• Extracted text
Bread for the Journey, Saturday in the 2nd Week of Easter

From the Daily Lectionary for Saturday in the Second Week of Easter

John 16: 16-33
‘A little while, and you will no longer see me, and again a little while, and you will see me.’ Then some of his disciples said to one another, ‘What does he mean by saying to us, “A little while, and you will no longer see me, and again a little while, and you will see me”; and “Because I am going to the Father”?’ They said, ‘What does he mean by this “a little while”? We do not know what he is talking about.’ Jesus knew that they wanted to ask him, so he said to them, ‘Are you discussing among yourselves what I meant when I said, “A little while, and you will no longer see me, and again a little while, and you will see me”? Very truly, I tell you, you will weep and mourn, but the world will rejoice; you will have pain, but your pain will turn into joy. When a woman is in labor, she has pain, because her hour has come. But when her child is born, she no longer remembers the anguish because of the joy of having brought a human being into the world. So you have pain now; but I will see you again, and your hearts will rejoice, and no one will take your joy from you. On that day you will ask nothing of me. Very truly, I tell you, if you ask anything of the Father in my name, he will give it to you. Until now you have not asked for anything in my name. Ask and you will receive, so that your joy may be complete.

‘I have said these things to you in figures of speech. The hour is coming when I will no longer speak to you in figures, but will tell you plainly of the Father. On that day you will ask in my name. I do not say to you that I will ask the Father on your behalf; for the Father himself loves you, because you have loved me and have believed that I came from God. I came from the Father and have come into the world; again, I am leaving the world and am going to the Father.’

His disciples said, ‘Yes, now you are speaking plainly, not in any figure of speech! Now we know that you know all things, and do not need to have anyone question you; by this we believe that you came from God.’ Jesus answered them, ‘Do you now believe? The hour is coming, indeed it has come, when you will be scattered, each one to his home, and you will leave me alone. Yet I am not alone because the Father is with me. I have said this to you, so that in me you may have peace. In the world you face persecution. But take courage; I have conquered the world!’
 
 
 
We continue our reading in John’s Gospel, in the section referred to as the “farewell discourse.” Jesus is speaking to his disciples one last time before his death. So a little context here: Mark is the earliest of the Gospels, written around 70 C.E. But while written a generation removed from the time of Jesus’ life and ministry, Mark uses sayings that were probably in circulation much earlier than when the Gospel was written. The apocryphal Gospel of Thomas, discovered at Nag Hammadi in Egypt, is a collection of these sayings, and some scholars date its writing around 40 C.E., just after the time of Jesus’ ministry. Luke and Matthew use much of Mark’s material, so those three Gospels, called the ‘Synoptic Gospels,’ are very much the same. John’s Gospel is entirely different both in terms of its narrative genre, and its theology.

• Work to be completed
Decide whether each statement agrees with the Bread for the Journey text, answering yes or no and quoting the words of the text that settle it. (a) Mark is described as the earliest of the Gospels, written around 70 C.E. (b) The Gospel of Thomas was discovered at Qumran. (c) Jesus tells the disciples that he will ask the Father on their behalf.

• Data supplied
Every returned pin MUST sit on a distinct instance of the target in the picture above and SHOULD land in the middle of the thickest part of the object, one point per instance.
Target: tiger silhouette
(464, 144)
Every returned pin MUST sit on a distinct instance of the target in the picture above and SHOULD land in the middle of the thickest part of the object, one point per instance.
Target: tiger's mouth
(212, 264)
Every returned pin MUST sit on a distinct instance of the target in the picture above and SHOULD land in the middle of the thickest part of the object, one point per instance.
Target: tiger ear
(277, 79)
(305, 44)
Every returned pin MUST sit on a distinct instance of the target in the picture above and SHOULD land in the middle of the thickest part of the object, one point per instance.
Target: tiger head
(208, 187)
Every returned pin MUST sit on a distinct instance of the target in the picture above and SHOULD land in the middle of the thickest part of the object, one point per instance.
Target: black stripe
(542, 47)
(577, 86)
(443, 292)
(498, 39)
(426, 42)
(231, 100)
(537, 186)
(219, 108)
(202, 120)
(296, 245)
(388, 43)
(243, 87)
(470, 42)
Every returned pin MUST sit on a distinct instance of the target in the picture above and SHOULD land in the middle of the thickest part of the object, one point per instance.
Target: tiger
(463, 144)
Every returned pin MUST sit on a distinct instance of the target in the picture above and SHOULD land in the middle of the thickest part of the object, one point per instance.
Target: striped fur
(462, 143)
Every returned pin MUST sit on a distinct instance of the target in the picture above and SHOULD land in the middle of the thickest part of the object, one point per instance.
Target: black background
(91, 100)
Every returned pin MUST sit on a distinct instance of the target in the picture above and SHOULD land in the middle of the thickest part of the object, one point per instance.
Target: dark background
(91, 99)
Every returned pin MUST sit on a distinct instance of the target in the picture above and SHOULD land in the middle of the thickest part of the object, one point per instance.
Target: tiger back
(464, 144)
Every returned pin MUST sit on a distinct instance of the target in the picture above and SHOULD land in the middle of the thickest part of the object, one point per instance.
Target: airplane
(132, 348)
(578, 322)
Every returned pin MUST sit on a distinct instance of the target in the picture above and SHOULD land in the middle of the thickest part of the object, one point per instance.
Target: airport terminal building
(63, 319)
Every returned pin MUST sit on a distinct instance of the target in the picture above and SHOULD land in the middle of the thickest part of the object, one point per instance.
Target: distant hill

• The reply
(a) Yes: "Mark is the earliest of the Gospels, written around 70 C.E."
(b) No: "The apocryphal Gospel of Thomas, discovered at Nag Hammadi in Egypt"
(c) No: "I do not say to you that I will ask the Father on your behalf"